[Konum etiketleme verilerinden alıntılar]
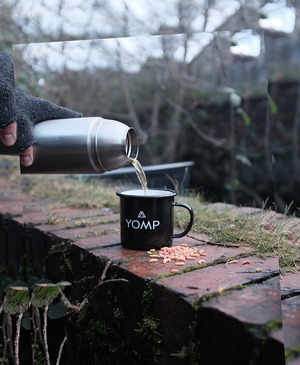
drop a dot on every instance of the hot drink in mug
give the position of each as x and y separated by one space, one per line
147 218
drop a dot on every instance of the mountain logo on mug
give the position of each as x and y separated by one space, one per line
141 214
135 224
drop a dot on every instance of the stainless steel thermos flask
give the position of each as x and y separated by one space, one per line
86 145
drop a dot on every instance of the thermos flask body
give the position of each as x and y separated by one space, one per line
81 146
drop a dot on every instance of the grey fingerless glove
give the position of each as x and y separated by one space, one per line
26 110
7 90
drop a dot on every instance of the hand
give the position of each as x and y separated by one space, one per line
19 112
8 137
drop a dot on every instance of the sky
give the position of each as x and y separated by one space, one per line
136 50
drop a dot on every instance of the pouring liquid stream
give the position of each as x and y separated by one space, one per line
140 174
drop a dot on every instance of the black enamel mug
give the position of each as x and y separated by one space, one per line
147 219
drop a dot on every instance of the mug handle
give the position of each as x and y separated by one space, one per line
188 228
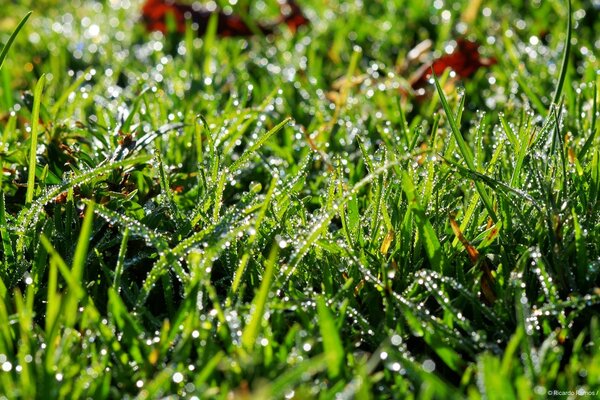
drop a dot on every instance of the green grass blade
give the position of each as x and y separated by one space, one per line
464 149
332 344
432 245
252 330
12 38
565 61
79 261
35 123
256 145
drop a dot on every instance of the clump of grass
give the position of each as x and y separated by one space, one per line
202 217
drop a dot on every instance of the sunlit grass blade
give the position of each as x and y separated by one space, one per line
35 123
464 149
79 261
256 145
12 38
431 243
27 216
252 330
332 344
564 67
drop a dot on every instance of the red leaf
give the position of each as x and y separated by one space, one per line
465 60
155 12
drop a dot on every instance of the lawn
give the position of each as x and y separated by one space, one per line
308 213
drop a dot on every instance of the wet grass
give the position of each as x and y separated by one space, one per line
226 218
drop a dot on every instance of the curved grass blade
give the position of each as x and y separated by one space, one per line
332 344
259 142
464 149
12 38
565 61
252 330
28 216
35 123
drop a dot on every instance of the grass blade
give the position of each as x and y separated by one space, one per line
35 122
252 330
12 38
332 344
464 149
565 61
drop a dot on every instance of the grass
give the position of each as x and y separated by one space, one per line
227 218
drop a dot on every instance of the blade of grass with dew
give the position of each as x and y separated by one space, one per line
27 216
332 344
12 38
565 61
120 266
256 145
35 123
464 149
432 245
7 245
79 261
259 218
252 330
593 128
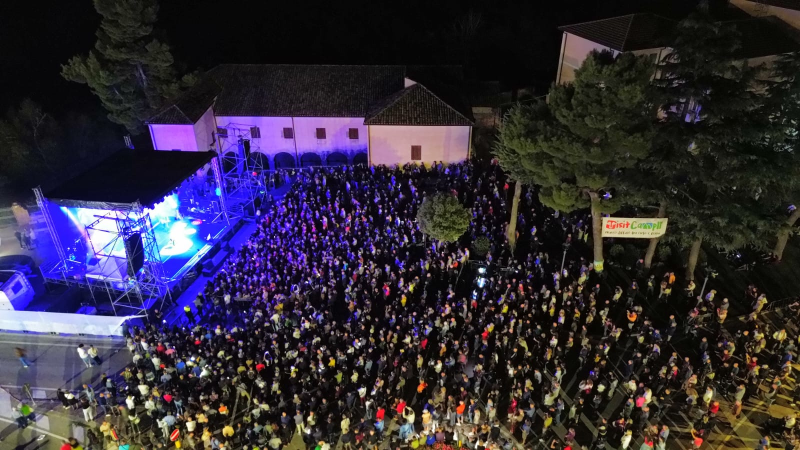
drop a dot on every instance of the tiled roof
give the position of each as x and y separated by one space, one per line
190 106
765 36
274 90
625 33
788 4
415 105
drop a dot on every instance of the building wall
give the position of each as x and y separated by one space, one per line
336 135
203 130
173 137
391 144
574 50
789 16
271 142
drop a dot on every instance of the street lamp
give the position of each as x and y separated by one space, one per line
563 257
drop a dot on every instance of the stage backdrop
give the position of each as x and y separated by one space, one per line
44 322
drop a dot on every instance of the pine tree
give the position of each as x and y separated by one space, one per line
782 187
129 69
577 147
709 139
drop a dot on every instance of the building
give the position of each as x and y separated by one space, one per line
786 10
763 38
305 115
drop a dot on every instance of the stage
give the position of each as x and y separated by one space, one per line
129 230
182 238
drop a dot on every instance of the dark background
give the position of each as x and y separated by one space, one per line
516 43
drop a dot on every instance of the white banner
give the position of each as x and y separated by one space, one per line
44 322
634 227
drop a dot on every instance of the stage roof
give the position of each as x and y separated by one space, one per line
128 176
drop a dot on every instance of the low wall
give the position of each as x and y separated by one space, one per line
44 322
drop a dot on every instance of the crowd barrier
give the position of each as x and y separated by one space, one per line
44 322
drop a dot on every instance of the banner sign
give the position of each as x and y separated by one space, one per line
634 227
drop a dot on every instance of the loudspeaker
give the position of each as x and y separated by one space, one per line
135 253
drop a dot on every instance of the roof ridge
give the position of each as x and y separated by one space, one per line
444 102
397 96
404 66
617 17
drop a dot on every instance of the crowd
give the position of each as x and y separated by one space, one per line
341 322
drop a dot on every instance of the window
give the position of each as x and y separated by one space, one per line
416 153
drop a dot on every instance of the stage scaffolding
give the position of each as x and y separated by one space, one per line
109 277
242 166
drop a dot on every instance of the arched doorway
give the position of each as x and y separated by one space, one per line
310 159
284 160
258 162
337 159
228 162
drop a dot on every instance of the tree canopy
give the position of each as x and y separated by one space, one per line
442 217
129 70
577 146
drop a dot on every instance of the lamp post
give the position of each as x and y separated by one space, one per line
563 257
708 273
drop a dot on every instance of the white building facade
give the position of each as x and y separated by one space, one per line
300 116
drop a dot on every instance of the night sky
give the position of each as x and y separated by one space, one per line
517 42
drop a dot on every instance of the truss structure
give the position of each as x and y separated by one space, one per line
241 166
112 276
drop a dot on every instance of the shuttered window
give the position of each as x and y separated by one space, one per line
416 153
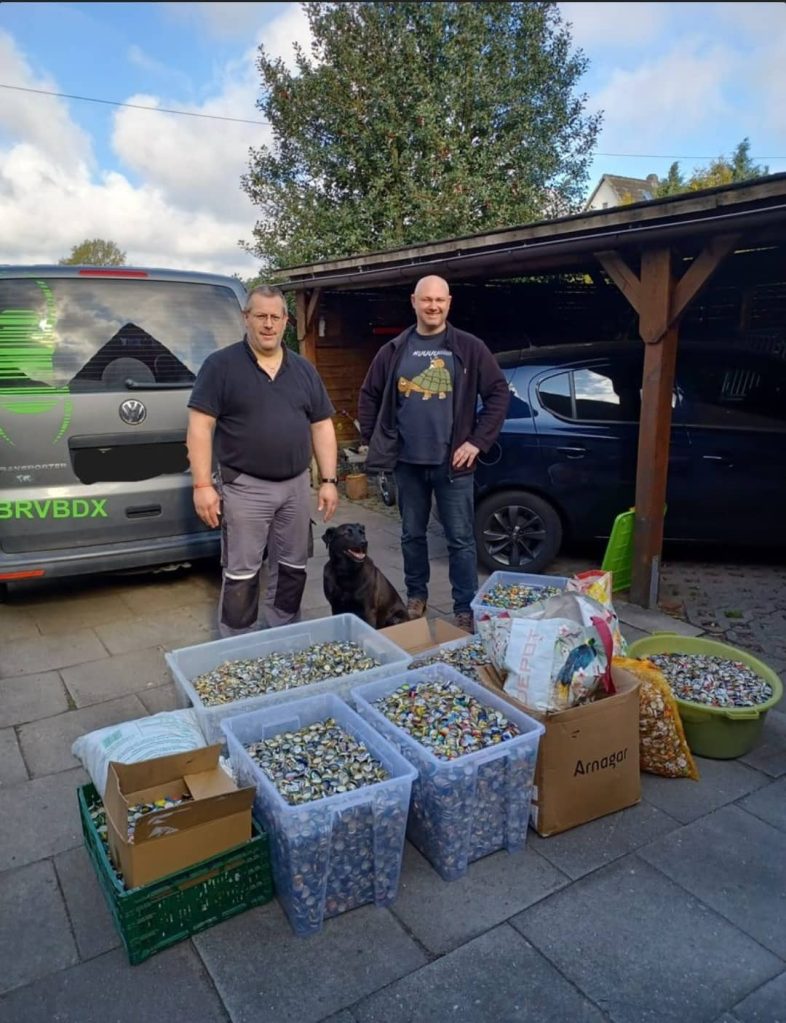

● **Görev Yönergesi**
Yukarıdaki öğelerde "window" sözcüğünü içeren her satırı gösteriniz.

● **Alıştırma Yanıtı**
drop a dot on every instance of the window
drop a dot on every instance of the shuttered window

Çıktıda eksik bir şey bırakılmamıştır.